» YOUR TASK: Convert the data below into a JSON list of strings, one string per line with blank lines skipped, and omit the pictures.

» RECORDS TO USE:
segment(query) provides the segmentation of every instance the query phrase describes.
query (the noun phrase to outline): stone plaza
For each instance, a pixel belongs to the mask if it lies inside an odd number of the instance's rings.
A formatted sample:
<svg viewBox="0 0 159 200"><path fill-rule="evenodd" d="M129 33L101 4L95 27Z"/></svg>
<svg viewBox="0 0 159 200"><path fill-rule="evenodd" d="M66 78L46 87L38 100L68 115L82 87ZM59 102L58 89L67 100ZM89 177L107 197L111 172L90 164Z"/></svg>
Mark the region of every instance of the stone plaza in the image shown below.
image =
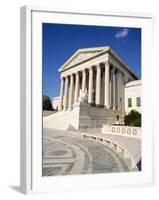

» EXERCISE RESULT:
[
  "segment(query) provides the segmentation of every instance the query phrase describes.",
  "query (the noun phrase to outline): stone plaza",
  "For each instance, a pixel belongs to the mask if it lies inside an odd number of the instance's rings.",
  "A formatted sample:",
  "<svg viewBox=\"0 0 159 200\"><path fill-rule=\"evenodd\" d=\"M129 33L101 4L95 27Z\"/></svg>",
  "<svg viewBox=\"0 0 159 200\"><path fill-rule=\"evenodd\" d=\"M66 78L46 87L38 100L68 115L82 87ZM59 102L58 89L67 100ZM89 177L107 197L111 172L90 164Z\"/></svg>",
  "Mark the region of every instance of the stone plaza in the image shown below.",
  "image ="
]